■ **Alıntı metin**
Dinde reform konusunda önceki iki yazımızdan sonra bu hafta da bu felaketi önlemenin çaresini konu edineceğiz.

Dinde reform konusunda önceki iki yazımızdan sonra bu hafta da bu felaketi önlemenin çaresini konu edineceğiz.

Şu soruyla başlayalım:

İslam'da reform olmayacağına / olamayacağına göre, bu yöndeki söylemlerin önüne kalıcı olarak geçmenin yolu acaba nedir?

Bu sorunun cevabı açıktır.

Çare, en genel manada İslam ulemasını ve onların ortaya koydukları müktesebatı anlamaktır.

Bunun için İslam'ı anlamanın mukaddimesi meyanında iki büyük gerçeği bilmek gerekir. Bunlardan biri İslam'ı anlamada edille-i şer'iyyenin önemi, ikincisi de ulemanın ortaya koyduğu derinlik, keyfiyet ve ölçüdür.

1- Edille-i Şer'iyyeyi Anlamak

Malum olduğu üzere İslam'ın temel kaynakları Kitap ve Sünnet/ hadislerdir. Bunlardan hemen sonra da, yine Kitap ve Sünnet'e istinat eden İcma ve Kıyas gelir ve dördüne birden edille-i şer'iyye denir.

Dini doğru anlamak isteyen bir kişi, her şeyden önce İslam'a edille-i şer'iyye ölçüleriyle bakması gerektiğini bilmelidir. Bunun manası şudur: Bütün İslami hakikatlerin temel kaynağı Kuran'dır. Ondan sonra Kuran'ın bir nevi tefsiri, açılımı ve tatbiki manasına gelen Hz. Peygamberin (s.a.v.) Sünnet ve hadisleri gelir. Sünnet ve hadisler, Kuran'ı doğru anlama açısından olmazsa olmazdır. Buna işaret eden iki ayet-i kerime mealen şöyledir:

'(O peygamberleri) apaçık mucizeler ve kitaplarla gönderdik. İnsanlara, kendilerine indirileni açıklaman ve onların da (üzerinde) düşünmeleri için sana bu Kur'an'ı indirdik.' (Nahl: 44.)

■ **Gösterilen bilgiler**
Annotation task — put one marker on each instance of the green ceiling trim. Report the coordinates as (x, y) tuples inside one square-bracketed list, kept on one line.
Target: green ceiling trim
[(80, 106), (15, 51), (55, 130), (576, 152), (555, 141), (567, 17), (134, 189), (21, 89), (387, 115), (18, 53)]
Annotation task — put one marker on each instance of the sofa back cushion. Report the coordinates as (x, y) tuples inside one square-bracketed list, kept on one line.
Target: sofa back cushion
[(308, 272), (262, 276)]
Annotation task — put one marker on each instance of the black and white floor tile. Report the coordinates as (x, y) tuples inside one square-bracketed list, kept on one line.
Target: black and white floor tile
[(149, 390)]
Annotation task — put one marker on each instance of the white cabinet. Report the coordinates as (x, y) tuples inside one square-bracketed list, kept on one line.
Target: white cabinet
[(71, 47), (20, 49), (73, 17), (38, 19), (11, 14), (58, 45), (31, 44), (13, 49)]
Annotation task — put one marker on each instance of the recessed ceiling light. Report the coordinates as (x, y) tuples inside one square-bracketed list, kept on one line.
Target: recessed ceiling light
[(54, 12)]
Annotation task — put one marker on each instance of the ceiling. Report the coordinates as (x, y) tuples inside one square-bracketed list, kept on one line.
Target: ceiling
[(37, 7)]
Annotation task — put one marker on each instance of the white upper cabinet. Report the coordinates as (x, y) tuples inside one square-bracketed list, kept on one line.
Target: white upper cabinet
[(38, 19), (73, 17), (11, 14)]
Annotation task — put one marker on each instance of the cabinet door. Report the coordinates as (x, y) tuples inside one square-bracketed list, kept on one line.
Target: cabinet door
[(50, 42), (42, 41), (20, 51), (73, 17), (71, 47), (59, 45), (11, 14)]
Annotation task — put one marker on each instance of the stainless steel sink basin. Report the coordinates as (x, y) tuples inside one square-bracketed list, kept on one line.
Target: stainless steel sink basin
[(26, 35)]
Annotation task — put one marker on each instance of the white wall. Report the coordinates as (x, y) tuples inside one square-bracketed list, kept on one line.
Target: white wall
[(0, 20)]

■ **Görev ayrıntıları**
Dinde reform yazısında Sünnet ve hadislerin Kuran'ı doğru anlamak için neden olmazsa olmaz sayıldığını, yazının gösterdiği gerekçeye dayanarak bir ila üç cümleyle açıklayın.

■ **Yanıt**
Sünnet ve hadisler, Kuran'ın bir nevi tefsiri, açılımı ve tatbiki manasına gelir. Yazı buna işaret eden ayet olarak Nahl suresinin 44. ayetini gösterir. Bu ayette Kuran'ın, insanlara kendilerine indirileni açıklaması için peygambere indirildiği bildirilir.